Set out all of the material below as a two-column CSV with the headers instruction and response, one row for each request. Put its text and its answer each in a single quoted field, with line breaks replaced by spaces, and leave the pictures out.

--- Start Records shown ---

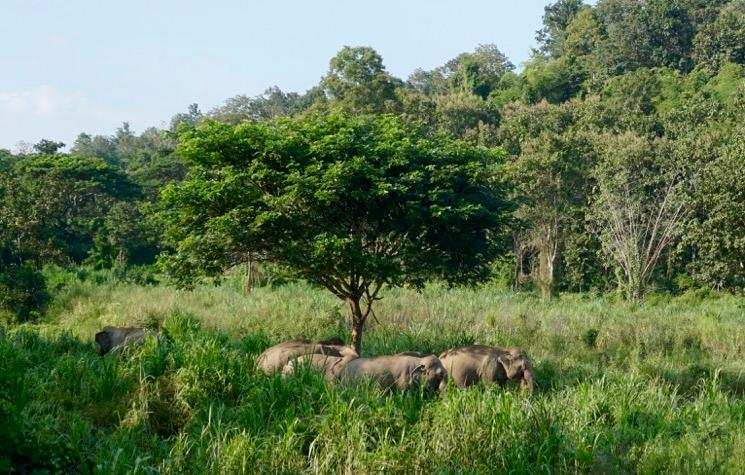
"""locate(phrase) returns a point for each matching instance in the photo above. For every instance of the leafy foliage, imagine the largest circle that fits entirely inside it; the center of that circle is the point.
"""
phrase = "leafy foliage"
(353, 204)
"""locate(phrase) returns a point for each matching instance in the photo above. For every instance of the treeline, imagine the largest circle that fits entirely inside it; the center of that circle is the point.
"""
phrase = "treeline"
(623, 142)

--- End Records shown ---

◆ **Reply**
instruction,response
"""""""locate(phrase) returns a point for each matching instance in the photo above. For every instance of the leafy foliage, imagine the largest circle that fits entirely inside it; the center of that circle is the point. """""" phrase = ""leafy foliage""","(353, 204)"
"""""""locate(phrase) returns a point for each matching instance in the photo above. For every instance of the treeline, imagine the largest circle that fits entirely inside it; the center of that circle is the point. """""" phrase = ""treeline""","(623, 142)"